# BRIEF:
From the data below, copy exactly the lines that lie between the one holding "Each instance of the lion's face" and the one holding "Each instance of the lion's paw", including both, and nothing more.

Stored items from a collection:

———

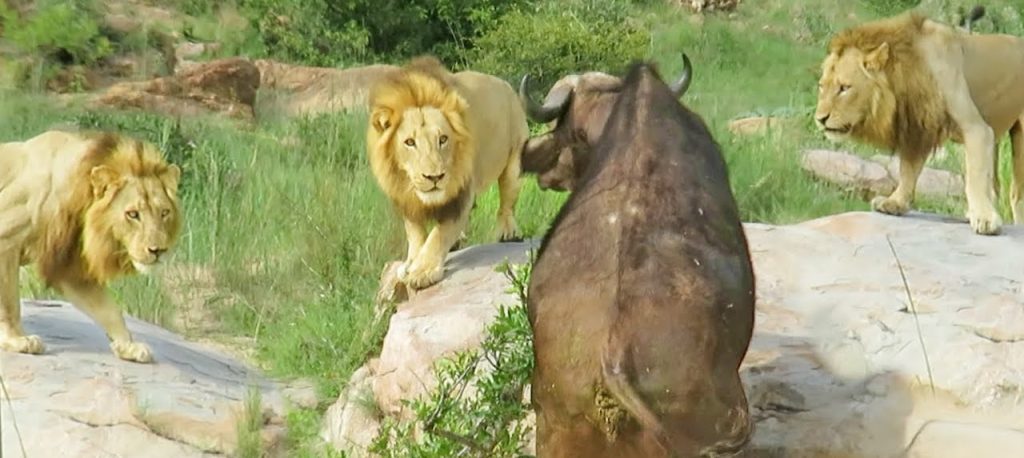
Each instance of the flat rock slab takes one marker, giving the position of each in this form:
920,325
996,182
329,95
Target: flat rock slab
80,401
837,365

———

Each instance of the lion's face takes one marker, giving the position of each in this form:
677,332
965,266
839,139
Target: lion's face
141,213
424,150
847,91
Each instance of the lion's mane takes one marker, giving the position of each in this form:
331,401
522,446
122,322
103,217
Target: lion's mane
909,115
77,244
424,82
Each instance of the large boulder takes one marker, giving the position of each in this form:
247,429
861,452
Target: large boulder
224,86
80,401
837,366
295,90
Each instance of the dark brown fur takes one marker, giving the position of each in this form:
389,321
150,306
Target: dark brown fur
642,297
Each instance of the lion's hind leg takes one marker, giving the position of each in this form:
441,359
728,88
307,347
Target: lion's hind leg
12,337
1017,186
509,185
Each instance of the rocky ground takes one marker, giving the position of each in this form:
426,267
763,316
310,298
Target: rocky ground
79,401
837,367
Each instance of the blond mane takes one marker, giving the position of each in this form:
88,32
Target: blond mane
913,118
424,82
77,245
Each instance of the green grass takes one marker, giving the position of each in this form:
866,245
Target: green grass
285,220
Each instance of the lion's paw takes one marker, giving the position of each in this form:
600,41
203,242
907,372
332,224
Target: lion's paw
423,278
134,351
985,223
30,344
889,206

———

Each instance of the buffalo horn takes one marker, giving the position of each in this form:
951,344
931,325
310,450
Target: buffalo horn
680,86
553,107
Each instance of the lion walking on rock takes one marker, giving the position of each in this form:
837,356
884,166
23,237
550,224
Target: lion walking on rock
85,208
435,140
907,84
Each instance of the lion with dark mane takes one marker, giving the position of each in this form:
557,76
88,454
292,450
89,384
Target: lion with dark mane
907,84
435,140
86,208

———

# ANSWER BELOW:
Each instance of the lion's face takes one marker, giving the position of each in this form:
677,332
965,266
839,139
Target: lion's face
141,213
424,150
847,91
Each instance of the lion's mane takes one marker, giving the position of each in this form:
331,401
522,446
122,322
103,217
Target: lion's mane
909,115
77,244
424,82
Each instance of the large boulder takes one marker, giving the position of each in this form:
247,429
861,452
Target: large boulder
224,86
80,401
837,366
295,90
Each instance of the dark brown fur takes one marker, giving the position of each in this form:
389,321
150,306
Target: dark brown fur
642,297
Each instance of the lion's hind leg takes one marker, giving the position of each in this form:
441,359
728,88
307,347
Target: lion's hind leg
12,337
1017,186
509,185
Each instance of the rocky ground takes one marker, giving the position of each in this form:
426,267
763,316
310,298
Target: rocky ground
79,401
837,367
Each instance of the blond mane takes one marker, giving the position of each in this form:
88,32
Target: blond mane
913,118
424,82
77,245
Each instance of the green grass takes one marker, giving the position of each in this form:
866,245
Target: green grass
285,220
Each instance of the lion's paw takes one marker, giving the position of each in this form:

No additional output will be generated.